= WORK REQUEST =
The answer should consist of each line from the data below that includes "white".

⟨

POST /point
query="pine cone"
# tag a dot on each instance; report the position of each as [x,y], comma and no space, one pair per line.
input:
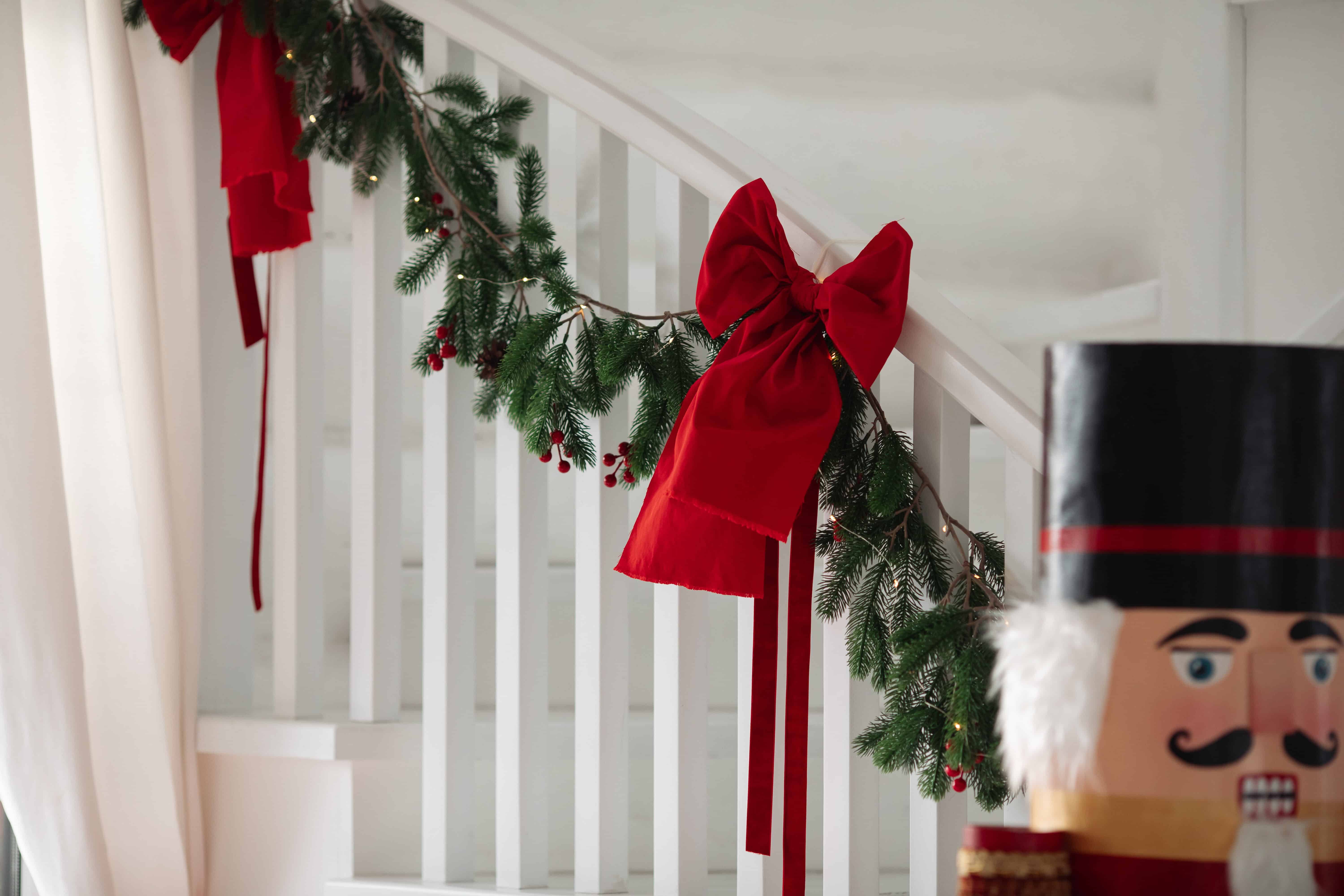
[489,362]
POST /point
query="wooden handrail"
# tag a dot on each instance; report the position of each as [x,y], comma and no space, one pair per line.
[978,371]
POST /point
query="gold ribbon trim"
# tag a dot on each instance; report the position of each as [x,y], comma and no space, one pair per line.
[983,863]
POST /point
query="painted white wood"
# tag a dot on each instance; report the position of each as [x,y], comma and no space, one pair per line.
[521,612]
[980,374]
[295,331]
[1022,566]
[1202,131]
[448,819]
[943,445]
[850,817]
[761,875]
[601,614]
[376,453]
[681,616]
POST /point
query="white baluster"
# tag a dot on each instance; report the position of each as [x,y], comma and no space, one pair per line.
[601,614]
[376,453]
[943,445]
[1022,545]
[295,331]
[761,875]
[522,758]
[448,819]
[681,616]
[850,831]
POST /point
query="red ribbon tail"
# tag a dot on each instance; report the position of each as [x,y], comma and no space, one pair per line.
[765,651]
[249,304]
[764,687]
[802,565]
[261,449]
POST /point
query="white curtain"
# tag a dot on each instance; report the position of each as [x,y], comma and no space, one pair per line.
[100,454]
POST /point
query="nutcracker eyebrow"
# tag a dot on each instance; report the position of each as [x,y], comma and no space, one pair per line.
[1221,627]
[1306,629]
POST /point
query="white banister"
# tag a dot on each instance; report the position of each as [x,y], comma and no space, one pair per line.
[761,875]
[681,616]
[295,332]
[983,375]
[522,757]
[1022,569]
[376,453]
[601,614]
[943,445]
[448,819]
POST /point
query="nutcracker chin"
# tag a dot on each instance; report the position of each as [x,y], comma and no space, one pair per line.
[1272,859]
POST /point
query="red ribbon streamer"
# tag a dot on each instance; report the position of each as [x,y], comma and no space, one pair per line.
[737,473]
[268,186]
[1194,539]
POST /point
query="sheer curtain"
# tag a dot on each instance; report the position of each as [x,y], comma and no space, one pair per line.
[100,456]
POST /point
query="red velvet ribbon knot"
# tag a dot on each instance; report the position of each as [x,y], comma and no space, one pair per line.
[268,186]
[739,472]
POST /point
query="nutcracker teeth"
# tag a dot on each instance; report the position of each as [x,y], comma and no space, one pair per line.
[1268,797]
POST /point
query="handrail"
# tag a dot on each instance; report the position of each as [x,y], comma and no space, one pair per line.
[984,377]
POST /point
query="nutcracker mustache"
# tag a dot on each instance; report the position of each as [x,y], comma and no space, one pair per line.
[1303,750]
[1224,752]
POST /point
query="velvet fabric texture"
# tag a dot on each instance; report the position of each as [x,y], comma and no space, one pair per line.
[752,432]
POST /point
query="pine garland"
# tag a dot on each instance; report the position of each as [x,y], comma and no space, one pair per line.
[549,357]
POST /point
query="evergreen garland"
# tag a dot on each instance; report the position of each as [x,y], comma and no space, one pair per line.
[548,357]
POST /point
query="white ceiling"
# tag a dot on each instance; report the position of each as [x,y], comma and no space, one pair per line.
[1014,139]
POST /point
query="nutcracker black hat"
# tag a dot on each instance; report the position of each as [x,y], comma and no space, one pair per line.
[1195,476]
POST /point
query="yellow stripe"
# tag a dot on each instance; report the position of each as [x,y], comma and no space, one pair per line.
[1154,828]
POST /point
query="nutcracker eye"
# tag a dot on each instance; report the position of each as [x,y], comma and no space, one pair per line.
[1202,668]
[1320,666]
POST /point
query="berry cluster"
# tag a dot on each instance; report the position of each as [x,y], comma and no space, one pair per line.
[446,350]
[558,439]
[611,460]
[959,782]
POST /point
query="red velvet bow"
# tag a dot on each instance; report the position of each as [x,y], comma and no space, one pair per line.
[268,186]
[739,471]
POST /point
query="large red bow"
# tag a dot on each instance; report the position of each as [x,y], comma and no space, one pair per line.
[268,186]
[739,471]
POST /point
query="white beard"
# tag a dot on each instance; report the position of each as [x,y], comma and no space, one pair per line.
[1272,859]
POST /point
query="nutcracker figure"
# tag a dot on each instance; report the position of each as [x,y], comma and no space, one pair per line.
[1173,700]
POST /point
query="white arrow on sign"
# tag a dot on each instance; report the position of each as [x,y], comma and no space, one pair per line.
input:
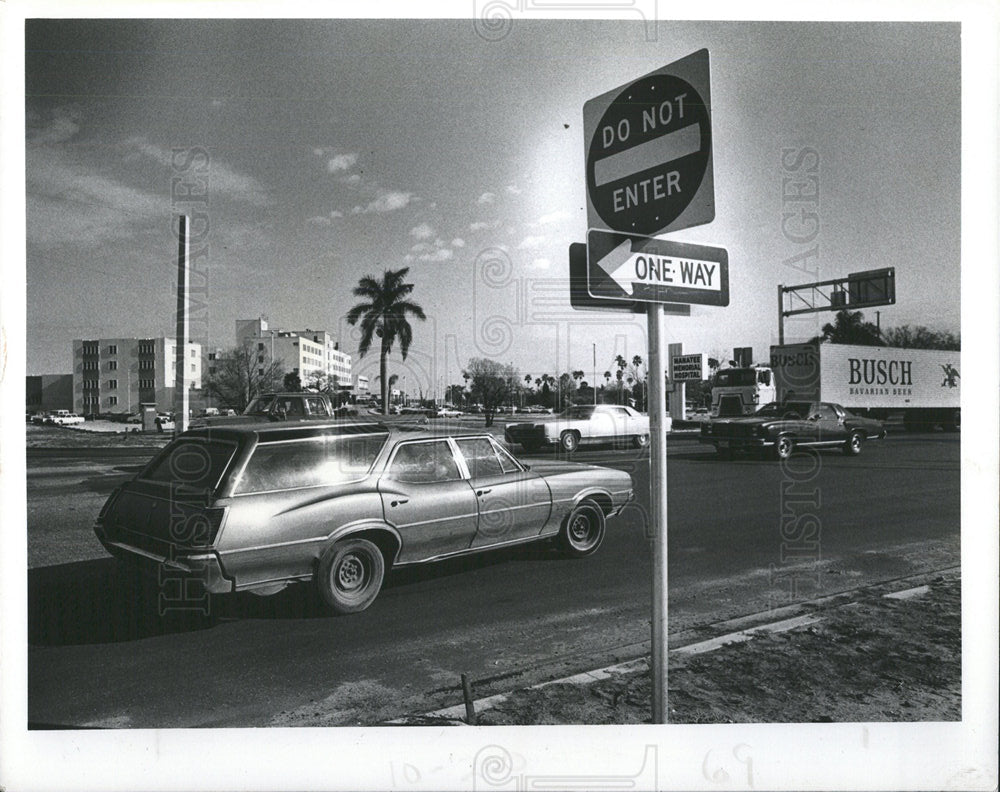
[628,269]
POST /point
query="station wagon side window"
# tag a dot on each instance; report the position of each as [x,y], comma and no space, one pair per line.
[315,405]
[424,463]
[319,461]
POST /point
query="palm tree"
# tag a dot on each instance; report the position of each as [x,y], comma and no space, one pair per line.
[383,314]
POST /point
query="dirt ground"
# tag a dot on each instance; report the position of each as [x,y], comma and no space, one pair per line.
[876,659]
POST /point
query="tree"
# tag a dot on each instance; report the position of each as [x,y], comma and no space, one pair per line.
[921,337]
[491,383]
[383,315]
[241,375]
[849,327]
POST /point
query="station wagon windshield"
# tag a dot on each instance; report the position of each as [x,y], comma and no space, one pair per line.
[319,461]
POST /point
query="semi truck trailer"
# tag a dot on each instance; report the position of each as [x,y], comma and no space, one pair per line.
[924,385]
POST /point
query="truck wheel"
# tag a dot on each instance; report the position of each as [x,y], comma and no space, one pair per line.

⟩
⟨

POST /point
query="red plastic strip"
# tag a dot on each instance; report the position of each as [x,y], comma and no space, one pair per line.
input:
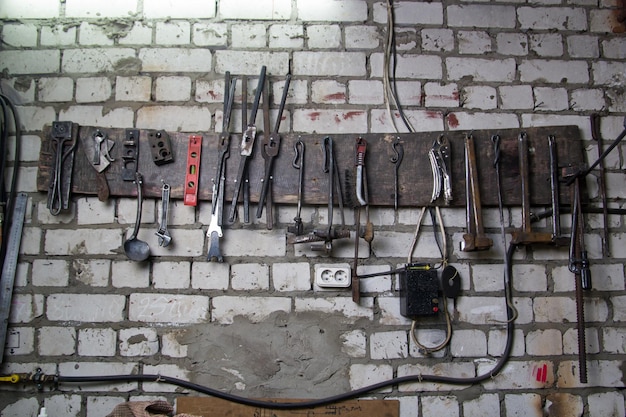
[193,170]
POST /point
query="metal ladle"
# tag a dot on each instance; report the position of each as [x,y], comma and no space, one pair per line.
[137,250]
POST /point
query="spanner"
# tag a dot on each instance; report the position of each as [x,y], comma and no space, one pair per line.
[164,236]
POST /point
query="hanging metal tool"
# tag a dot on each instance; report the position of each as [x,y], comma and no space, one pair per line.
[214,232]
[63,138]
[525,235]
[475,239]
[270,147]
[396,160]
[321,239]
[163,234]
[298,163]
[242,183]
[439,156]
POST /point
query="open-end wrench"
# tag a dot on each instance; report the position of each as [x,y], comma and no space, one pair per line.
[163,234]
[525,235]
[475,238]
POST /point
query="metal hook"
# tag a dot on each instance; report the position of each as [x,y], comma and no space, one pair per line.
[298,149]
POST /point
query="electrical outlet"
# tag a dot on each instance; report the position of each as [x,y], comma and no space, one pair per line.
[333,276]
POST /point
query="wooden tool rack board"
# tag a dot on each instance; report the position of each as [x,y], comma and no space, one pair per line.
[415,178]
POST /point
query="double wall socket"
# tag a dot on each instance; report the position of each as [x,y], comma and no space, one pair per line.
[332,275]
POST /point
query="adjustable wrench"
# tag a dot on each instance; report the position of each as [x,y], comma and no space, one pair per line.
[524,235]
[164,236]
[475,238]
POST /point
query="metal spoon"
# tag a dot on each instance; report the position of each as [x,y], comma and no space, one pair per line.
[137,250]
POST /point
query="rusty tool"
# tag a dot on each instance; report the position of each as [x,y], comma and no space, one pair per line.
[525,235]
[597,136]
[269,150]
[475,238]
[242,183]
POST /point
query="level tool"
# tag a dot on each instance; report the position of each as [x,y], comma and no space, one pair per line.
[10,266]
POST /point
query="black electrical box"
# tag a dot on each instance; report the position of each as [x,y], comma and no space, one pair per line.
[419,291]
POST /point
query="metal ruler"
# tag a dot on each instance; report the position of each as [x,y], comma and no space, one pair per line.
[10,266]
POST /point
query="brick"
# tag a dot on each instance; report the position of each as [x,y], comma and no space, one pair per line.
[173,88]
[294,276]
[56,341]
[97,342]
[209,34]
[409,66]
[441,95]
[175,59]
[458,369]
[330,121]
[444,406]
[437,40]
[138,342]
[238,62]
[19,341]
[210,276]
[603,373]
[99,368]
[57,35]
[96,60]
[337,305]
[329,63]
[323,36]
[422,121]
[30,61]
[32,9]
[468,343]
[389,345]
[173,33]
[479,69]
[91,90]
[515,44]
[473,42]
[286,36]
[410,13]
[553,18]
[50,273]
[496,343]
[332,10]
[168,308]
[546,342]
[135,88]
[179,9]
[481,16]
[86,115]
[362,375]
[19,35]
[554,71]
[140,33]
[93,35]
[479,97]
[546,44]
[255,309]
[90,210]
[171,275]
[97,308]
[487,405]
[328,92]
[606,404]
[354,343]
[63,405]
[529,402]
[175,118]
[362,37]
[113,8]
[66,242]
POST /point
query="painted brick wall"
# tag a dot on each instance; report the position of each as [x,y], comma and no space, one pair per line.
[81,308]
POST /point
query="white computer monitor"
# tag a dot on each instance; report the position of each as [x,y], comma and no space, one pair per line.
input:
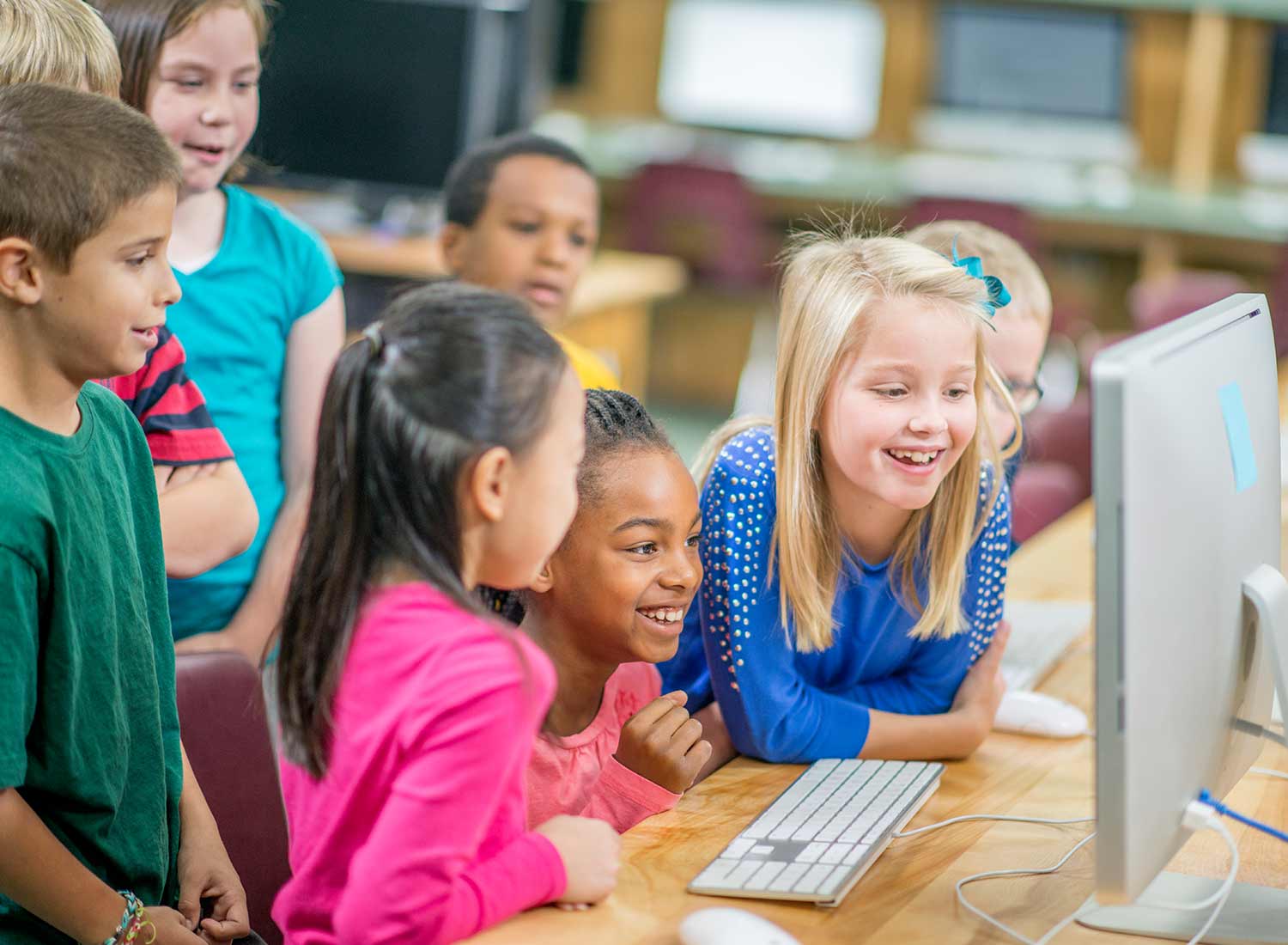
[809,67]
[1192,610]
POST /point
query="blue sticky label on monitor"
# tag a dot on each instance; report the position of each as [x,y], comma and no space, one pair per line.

⟩

= YOUR RESPONSE =
query="painted white wood"
query="white baluster"
query="white curtain"
query="white banister"
query="white ceiling"
query="white beard"
query="white arrow on sign"
query="white computer monitor"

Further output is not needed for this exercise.